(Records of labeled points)
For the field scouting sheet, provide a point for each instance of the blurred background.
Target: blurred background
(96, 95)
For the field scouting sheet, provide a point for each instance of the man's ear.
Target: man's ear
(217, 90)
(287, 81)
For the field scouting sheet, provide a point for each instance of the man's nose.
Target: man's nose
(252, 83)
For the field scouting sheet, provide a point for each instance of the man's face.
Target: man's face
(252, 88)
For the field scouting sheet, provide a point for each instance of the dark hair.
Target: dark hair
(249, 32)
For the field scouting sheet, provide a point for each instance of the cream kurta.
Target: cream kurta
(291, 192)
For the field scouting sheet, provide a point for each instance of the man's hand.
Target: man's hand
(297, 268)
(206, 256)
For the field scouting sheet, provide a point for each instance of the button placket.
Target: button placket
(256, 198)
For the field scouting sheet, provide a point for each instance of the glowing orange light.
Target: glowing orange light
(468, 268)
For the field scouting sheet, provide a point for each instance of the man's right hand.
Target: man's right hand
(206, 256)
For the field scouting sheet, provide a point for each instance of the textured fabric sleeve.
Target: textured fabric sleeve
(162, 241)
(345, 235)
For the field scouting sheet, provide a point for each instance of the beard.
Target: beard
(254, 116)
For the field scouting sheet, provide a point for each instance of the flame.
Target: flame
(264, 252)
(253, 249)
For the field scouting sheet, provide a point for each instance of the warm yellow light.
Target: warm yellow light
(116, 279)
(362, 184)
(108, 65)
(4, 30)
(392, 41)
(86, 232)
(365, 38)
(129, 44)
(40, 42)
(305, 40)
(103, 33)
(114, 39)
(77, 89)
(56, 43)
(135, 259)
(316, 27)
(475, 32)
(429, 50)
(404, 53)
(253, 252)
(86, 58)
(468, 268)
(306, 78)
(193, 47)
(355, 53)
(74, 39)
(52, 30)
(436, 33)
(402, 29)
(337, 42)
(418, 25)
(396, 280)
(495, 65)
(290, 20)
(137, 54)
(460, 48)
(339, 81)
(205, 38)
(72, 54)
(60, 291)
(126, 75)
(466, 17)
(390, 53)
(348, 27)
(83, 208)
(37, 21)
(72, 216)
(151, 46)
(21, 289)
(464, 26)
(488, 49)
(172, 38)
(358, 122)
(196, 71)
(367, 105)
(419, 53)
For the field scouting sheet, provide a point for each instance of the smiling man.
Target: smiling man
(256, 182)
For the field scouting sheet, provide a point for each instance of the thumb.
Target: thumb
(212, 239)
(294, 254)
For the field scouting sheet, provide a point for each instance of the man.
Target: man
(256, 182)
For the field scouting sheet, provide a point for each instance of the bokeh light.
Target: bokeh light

• To do: Rewrite all of the records above as a numbered list, one line per item, and omit any blank lines.

• The reply:
1. For the field scouting sheet, provide a point for each instance of the blurred background.
2. Target: blurred background
3. (96, 95)
4. For the field scouting sheet, provide a point for each instance of the man's ear.
5. Target: man's ear
6. (217, 90)
7. (287, 81)
8. For the field scouting sheet, provide a point for each instance of the man's nose.
9. Target: man's nose
10. (252, 83)
11. For the field scouting sheet, provide a point for each instance of the man's face.
12. Target: man's face
13. (252, 88)
14. For the field scouting sheet, provide a point for each instance of the dark hair.
15. Target: dark hair
16. (249, 32)
17. For the field scouting sheet, provide a point for each instance of the cream kurta.
18. Target: cream kurta
19. (291, 192)
20. For the field scouting sheet, provide a point for each instance of the man's hand.
21. Target: man's hand
22. (297, 268)
23. (206, 256)
24. For the field scouting sheet, provide a point for each instance of the button placket.
25. Target: button placket
26. (256, 198)
27. For the field scouting sheet, provide a point for each instance of the glowing orange light.
28. Target: glowing orange light
29. (468, 268)
30. For the field scouting sheet, provide a point for each instance of the man's right hand.
31. Target: man's right hand
32. (206, 256)
33. For the field scouting sheet, provide a point for each instance of the textured fabric sleeve.
34. Target: textured fabric sleeve
35. (162, 241)
36. (345, 235)
37. For the field scouting sheet, provide a point for each instance of the beard.
38. Target: beard
39. (254, 116)
40. For the field scouting sheet, provide a point for each instance of the flame.
41. Target: flame
42. (264, 252)
43. (253, 249)
44. For the field scouting sheet, provide a point for each instance of the warm yellow light.
45. Target: warm yellow light
46. (116, 279)
47. (362, 184)
48. (108, 65)
49. (4, 30)
50. (392, 41)
51. (86, 232)
52. (365, 38)
53. (129, 44)
54. (40, 42)
55. (305, 40)
56. (103, 33)
57. (114, 39)
58. (77, 89)
59. (56, 43)
60. (135, 259)
61. (316, 27)
62. (475, 32)
63. (429, 50)
64. (404, 53)
65. (253, 252)
66. (86, 58)
67. (468, 268)
68. (306, 78)
69. (193, 47)
70. (355, 53)
71. (74, 39)
72. (52, 30)
73. (436, 33)
74. (402, 29)
75. (337, 42)
76. (418, 25)
77. (396, 280)
78. (495, 65)
79. (290, 20)
80. (137, 54)
81. (460, 48)
82. (339, 81)
83. (205, 38)
84. (72, 54)
85. (60, 291)
86. (126, 75)
87. (466, 17)
88. (390, 53)
89. (348, 27)
90. (83, 208)
91. (37, 21)
92. (72, 216)
93. (151, 46)
94. (21, 289)
95. (464, 26)
96. (488, 49)
97. (172, 38)
98. (358, 122)
99. (196, 71)
100. (367, 105)
101. (419, 53)
102. For the field scouting sheet, provide a point for each instance of the smiling man.
103. Target: smiling man
104. (256, 182)
105. For the field scouting sheet, provide a point for each instance of the thumb.
106. Target: thumb
107. (212, 239)
108. (294, 254)
109. For the field scouting sheet, provide a point for each instance of the man.
110. Target: man
111. (256, 182)
112. For the field scouting sheet, provide a point for each instance of the bokeh light.
113. Target: bokeh light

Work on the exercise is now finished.